§ REQUIREMENTS
Find every line in the records that contains the word "standing" and copy each of those lines.

════

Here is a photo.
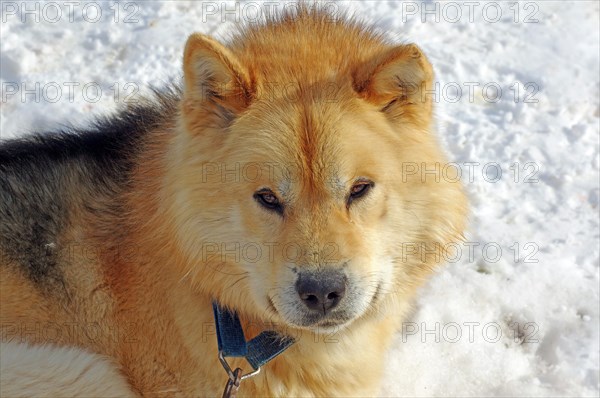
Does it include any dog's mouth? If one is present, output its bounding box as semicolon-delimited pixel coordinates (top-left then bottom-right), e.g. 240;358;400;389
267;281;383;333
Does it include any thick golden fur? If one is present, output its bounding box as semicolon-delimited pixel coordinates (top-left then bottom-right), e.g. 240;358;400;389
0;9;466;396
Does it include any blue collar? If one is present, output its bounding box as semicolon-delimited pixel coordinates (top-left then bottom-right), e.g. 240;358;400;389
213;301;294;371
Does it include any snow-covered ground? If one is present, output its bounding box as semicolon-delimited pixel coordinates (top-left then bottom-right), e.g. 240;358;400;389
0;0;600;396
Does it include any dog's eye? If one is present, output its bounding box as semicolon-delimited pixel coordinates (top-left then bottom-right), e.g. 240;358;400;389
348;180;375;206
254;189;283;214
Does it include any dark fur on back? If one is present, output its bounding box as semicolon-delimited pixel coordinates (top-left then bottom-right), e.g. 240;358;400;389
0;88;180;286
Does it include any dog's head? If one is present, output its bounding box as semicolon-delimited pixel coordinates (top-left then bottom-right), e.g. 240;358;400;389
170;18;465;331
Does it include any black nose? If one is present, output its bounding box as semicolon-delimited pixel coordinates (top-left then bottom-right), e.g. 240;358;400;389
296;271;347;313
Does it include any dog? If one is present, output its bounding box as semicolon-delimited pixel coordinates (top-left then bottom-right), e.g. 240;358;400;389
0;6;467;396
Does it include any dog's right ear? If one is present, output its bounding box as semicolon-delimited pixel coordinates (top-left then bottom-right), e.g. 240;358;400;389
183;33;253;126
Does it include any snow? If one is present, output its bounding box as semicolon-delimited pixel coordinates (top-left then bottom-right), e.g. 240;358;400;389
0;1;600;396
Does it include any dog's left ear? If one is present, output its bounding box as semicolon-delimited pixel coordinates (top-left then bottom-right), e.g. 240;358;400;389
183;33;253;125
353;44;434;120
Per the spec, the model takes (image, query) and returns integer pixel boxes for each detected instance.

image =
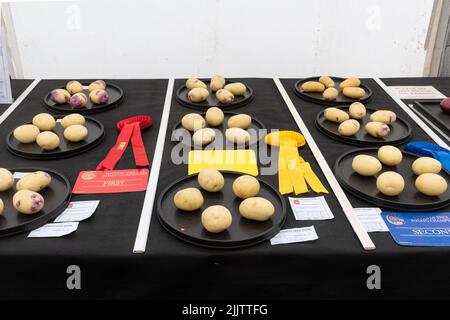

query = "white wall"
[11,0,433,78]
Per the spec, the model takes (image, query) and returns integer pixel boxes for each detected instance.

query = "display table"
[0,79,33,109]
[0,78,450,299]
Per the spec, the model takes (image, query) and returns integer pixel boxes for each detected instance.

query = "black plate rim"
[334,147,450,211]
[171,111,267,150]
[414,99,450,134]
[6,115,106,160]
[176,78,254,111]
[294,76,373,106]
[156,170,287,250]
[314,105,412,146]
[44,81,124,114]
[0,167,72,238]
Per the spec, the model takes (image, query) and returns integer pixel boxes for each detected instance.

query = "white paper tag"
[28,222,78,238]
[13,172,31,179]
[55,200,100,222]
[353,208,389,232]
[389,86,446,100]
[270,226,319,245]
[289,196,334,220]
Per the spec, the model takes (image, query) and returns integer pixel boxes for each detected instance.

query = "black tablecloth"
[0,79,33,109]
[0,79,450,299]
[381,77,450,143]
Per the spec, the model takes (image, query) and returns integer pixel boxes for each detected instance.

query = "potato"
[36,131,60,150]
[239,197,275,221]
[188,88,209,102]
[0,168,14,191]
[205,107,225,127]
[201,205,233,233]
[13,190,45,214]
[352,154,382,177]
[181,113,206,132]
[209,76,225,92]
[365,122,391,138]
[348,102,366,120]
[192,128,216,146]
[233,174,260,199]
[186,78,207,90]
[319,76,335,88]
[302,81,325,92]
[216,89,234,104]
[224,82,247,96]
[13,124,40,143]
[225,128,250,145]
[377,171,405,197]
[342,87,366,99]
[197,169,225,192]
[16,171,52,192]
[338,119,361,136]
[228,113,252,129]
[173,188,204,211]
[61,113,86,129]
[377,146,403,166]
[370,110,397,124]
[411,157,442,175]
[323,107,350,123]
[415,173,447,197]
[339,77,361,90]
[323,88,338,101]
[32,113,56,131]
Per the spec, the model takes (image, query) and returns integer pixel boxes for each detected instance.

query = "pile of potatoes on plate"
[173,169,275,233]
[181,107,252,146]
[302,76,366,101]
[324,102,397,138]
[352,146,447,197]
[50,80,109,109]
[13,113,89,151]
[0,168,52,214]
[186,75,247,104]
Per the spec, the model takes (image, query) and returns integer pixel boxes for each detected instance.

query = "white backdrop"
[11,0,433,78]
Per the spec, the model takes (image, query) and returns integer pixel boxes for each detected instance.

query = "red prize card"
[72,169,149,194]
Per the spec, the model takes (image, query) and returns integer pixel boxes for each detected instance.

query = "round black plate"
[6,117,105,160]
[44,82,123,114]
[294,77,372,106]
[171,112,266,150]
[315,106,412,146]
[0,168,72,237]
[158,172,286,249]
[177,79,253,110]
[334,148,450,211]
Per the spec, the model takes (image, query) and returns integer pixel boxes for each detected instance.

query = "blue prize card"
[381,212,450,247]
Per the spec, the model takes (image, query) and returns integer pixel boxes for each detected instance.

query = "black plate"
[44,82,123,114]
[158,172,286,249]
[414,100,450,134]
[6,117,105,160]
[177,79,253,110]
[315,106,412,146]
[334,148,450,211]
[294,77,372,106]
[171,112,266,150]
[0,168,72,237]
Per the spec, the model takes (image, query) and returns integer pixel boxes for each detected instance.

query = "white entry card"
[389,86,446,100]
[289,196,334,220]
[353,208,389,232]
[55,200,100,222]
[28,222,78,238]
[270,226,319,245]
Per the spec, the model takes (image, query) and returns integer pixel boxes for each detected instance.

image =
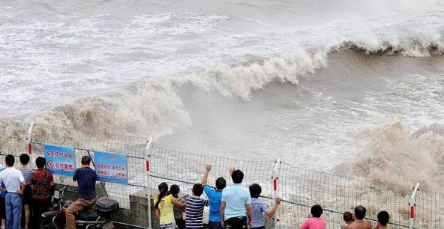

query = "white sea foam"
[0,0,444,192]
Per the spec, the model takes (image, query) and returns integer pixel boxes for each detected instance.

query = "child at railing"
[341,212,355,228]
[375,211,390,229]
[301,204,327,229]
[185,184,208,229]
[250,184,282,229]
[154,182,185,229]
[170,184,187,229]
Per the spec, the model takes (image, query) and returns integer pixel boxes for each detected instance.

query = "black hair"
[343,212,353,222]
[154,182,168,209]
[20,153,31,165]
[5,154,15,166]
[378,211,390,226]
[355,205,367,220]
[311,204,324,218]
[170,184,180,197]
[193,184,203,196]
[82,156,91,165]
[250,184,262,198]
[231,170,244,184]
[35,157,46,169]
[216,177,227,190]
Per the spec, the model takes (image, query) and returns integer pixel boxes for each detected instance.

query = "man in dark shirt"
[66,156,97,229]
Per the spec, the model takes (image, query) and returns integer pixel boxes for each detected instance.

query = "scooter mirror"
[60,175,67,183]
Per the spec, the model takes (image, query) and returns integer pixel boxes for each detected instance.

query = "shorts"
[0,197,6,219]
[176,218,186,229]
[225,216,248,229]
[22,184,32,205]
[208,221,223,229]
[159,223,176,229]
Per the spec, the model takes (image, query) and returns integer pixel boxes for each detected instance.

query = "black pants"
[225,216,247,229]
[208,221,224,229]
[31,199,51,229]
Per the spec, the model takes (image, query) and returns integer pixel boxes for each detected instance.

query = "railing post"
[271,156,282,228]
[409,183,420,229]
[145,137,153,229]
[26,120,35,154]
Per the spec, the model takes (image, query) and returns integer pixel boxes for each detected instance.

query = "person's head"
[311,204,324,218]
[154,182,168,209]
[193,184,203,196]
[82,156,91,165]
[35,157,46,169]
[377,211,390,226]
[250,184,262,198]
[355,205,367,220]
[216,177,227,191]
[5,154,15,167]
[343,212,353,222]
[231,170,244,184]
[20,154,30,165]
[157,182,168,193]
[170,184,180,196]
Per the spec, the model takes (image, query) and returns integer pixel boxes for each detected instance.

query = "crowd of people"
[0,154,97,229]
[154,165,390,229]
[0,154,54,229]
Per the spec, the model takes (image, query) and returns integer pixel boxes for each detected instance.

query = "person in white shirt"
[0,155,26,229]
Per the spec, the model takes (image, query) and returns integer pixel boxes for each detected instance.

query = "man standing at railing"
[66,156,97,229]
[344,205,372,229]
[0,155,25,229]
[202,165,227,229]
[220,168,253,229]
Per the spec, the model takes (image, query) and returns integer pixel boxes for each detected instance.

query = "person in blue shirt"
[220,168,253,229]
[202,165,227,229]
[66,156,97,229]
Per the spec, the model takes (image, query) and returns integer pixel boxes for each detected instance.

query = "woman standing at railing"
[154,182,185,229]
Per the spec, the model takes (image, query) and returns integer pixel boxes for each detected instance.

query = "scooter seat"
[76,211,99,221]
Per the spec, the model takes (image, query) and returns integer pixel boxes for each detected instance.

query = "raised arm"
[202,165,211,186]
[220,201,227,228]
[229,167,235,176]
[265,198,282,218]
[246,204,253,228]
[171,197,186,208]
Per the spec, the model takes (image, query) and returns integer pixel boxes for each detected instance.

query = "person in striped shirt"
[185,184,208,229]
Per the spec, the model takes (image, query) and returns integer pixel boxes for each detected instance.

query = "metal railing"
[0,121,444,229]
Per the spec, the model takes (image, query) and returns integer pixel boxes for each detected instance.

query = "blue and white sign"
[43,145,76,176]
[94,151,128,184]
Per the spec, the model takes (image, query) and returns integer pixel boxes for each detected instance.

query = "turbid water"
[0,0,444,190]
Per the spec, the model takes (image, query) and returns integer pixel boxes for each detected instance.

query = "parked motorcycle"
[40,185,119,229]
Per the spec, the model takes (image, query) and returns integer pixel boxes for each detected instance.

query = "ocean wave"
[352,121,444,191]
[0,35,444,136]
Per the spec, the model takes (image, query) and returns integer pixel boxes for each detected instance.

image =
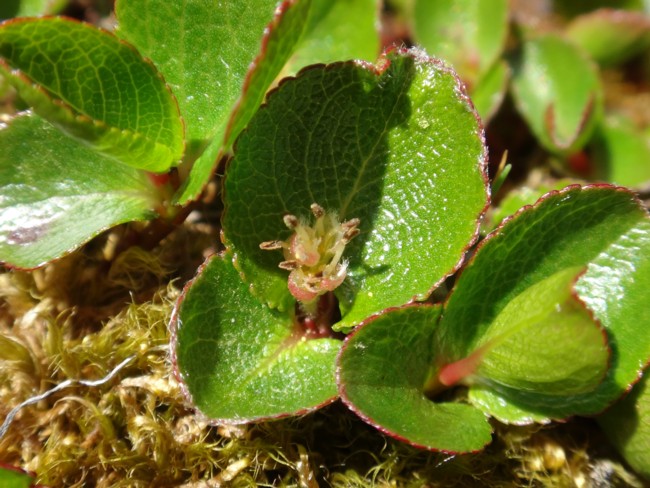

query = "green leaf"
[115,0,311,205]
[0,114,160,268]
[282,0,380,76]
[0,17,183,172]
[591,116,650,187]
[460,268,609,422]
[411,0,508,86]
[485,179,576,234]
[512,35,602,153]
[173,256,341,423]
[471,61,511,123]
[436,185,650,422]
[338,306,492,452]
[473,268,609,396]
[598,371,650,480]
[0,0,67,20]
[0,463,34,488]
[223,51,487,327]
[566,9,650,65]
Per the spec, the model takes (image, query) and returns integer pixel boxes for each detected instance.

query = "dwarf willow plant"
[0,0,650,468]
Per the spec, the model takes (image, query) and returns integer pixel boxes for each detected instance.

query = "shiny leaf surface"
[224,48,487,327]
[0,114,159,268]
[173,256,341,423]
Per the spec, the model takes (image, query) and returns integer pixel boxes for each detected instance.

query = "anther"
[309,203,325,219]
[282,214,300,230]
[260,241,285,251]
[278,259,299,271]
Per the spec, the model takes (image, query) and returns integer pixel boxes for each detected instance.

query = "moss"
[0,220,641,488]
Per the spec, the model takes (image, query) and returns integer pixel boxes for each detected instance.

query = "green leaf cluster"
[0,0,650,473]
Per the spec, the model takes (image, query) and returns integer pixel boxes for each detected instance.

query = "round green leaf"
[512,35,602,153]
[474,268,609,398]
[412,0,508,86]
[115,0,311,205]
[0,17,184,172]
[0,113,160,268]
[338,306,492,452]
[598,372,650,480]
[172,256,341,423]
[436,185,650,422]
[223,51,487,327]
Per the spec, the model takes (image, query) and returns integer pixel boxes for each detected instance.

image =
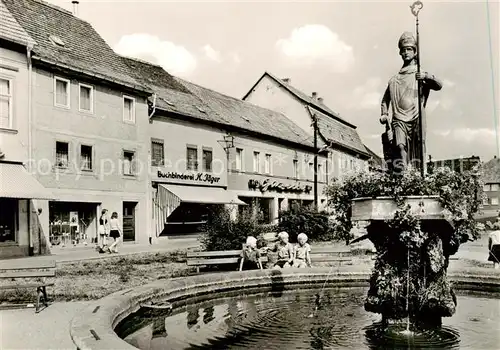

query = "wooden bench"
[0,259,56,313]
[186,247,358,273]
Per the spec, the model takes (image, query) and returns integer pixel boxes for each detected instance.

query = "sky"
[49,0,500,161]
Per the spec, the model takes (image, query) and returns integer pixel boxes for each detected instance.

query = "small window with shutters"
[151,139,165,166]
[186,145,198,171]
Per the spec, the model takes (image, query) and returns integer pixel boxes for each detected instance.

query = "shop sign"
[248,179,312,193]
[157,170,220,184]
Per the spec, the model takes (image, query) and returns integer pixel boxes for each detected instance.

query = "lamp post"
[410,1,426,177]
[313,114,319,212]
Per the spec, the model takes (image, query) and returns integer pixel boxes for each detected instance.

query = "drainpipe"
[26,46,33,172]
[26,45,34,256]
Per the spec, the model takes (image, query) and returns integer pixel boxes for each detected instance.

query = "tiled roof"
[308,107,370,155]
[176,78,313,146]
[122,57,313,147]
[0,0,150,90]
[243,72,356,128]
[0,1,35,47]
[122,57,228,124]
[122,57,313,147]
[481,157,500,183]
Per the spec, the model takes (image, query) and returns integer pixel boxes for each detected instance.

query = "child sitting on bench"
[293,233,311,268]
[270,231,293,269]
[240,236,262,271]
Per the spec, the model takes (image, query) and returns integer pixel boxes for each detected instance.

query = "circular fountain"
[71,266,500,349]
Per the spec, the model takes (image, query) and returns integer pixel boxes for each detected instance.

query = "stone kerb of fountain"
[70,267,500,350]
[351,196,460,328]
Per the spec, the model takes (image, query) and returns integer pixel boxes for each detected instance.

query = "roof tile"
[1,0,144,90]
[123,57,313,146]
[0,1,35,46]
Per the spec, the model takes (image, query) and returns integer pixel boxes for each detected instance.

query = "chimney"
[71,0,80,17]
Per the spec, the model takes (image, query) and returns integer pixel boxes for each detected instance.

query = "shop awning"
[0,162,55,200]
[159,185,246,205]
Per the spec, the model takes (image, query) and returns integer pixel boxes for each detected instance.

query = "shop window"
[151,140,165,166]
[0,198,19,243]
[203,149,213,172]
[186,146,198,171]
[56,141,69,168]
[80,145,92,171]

════

§ THE ANSWER
query = "man standing at railing"
query = "woman standing at railing"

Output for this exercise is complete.